O filme é pesado, é triste, é ficção, mas, infelizmente, extremamente real. São fatos reais que ocorreram em 2006 na cidade de São Paulo. a maior cidade do Brasil e uma das maiores do mundo. É uma demonstração clara e inequívoca da grande desigualdade social do nosso país. É um filme de terror, mas que deveria ser assistido, para que possamos lembrar o quanto temos que melhorar. Um excelente trabalho de Sergio Resende.

Finalizo minhas observações com um ator: Leonardo DiCaprio. Vi, na mesma semana, a Ilha do Medo (“Shutter Insland”) e Origem (“Inception”). Dois filmes fora da curva.

O primeiro é um primor de construção, misturando sentimentos, realidade e loucura, com um cenário fantástico. As interpretações são excelentes, o roteiro muito bom e o mestre Scorsese fez um filme no seu nível. É um filme que não termina quando chega ao fim, fica na sua cabeça, quer pela memória visual, quer pela intrigante estória.

- - - - - - -

### Objetivo 1
Imprima sem nenhuma alteração o trecho da resenha de filmes que vai de "O filme é pesado, é" até "de Sergio Resende.".
### Objetivo 2
Conte em quantas linhas das entradas aparece a palavra "white", diferenciando maiúsculas de minúsculas. Responda apenas com o número.
A resenha de filmes e as entradas são materiais independentes entre si.

### Dados do exercício
- - - - - - -

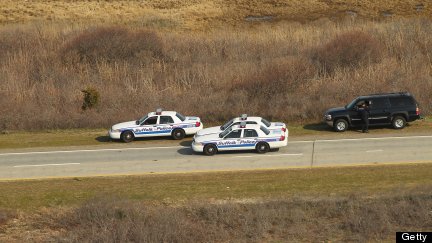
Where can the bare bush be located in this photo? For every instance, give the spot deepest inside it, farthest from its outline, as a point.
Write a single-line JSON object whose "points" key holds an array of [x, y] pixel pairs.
{"points": [[112, 44], [348, 50], [269, 72]]}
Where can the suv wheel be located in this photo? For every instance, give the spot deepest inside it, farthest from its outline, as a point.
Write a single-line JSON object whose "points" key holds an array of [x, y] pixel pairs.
{"points": [[127, 136], [178, 134], [399, 122], [210, 149], [340, 125], [262, 148]]}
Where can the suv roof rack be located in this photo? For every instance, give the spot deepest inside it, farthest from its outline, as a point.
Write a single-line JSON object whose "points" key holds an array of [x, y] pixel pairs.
{"points": [[393, 93]]}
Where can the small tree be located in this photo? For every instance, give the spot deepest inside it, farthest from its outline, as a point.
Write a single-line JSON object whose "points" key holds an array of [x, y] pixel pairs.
{"points": [[91, 98]]}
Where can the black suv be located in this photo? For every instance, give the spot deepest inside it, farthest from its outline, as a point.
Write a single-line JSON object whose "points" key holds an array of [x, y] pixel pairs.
{"points": [[392, 108]]}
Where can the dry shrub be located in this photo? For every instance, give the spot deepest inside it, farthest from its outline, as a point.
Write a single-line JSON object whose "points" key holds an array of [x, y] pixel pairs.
{"points": [[112, 44], [6, 215], [216, 75], [284, 76], [351, 218], [349, 49]]}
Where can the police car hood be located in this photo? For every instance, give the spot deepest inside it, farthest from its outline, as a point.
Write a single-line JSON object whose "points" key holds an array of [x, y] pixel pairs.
{"points": [[275, 125], [207, 137], [124, 125], [210, 130]]}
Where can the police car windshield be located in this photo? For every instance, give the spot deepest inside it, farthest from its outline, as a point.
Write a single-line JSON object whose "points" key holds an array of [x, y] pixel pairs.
{"points": [[180, 116], [267, 123], [224, 133], [265, 130], [141, 120], [223, 127]]}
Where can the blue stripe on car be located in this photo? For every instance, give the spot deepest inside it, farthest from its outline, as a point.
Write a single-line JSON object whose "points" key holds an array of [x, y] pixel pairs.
{"points": [[236, 145], [154, 132]]}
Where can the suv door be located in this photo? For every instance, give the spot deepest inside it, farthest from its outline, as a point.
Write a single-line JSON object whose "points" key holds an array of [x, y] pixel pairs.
{"points": [[354, 113], [379, 110]]}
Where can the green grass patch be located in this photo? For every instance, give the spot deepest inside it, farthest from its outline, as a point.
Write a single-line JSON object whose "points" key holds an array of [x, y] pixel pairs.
{"points": [[178, 188]]}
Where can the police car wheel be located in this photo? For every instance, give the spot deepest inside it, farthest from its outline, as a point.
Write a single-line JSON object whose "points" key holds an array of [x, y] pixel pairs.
{"points": [[210, 149], [262, 148], [340, 125], [127, 136], [178, 134], [398, 122]]}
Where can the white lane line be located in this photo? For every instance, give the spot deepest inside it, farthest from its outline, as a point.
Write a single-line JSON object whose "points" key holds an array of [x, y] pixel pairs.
{"points": [[17, 166], [88, 150], [267, 155], [374, 151]]}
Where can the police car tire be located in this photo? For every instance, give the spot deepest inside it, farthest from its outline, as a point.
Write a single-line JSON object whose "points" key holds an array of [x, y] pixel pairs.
{"points": [[127, 136], [178, 134], [210, 149], [262, 148], [340, 125], [398, 122]]}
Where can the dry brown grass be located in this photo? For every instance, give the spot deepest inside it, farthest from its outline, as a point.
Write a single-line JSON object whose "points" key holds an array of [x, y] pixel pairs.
{"points": [[353, 218], [271, 71], [199, 14]]}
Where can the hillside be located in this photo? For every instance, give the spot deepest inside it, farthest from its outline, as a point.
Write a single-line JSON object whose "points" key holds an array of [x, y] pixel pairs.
{"points": [[198, 14]]}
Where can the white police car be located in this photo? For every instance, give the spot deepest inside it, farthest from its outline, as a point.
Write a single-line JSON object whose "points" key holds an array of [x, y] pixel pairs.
{"points": [[241, 137], [159, 123], [243, 118]]}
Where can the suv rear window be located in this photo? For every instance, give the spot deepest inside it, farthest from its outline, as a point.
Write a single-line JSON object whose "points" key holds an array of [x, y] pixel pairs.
{"points": [[180, 116], [401, 101], [377, 103], [267, 123], [265, 130]]}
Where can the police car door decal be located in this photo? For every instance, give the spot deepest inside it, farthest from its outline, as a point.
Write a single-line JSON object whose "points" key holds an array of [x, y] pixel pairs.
{"points": [[232, 140], [147, 128], [249, 138], [165, 124]]}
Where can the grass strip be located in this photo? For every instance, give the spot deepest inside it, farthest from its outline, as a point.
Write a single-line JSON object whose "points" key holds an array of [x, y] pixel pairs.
{"points": [[177, 188]]}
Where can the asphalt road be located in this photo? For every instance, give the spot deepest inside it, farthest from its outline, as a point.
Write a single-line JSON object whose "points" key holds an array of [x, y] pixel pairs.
{"points": [[138, 160]]}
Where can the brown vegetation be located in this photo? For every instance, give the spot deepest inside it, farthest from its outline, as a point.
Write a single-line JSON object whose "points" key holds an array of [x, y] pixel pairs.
{"points": [[275, 70], [202, 14], [352, 218]]}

- - - - - - -

### Resposta completa 1
O filme é pesado, é triste, é ficção, mas, infelizmente, extremamente real. São fatos reais que ocorreram em 2006 na cidade de São Paulo. a maior cidade do Brasil e uma das maiores do mundo. É uma demonstração clara e inequívoca da grande desigualdade social do nosso país. É um filme de terror, mas que deveria ser assistido, para que possamos lembrar o quanto temos que melhorar. Um excelente trabalho de Sergio Resende.

### Resposta completa 2
2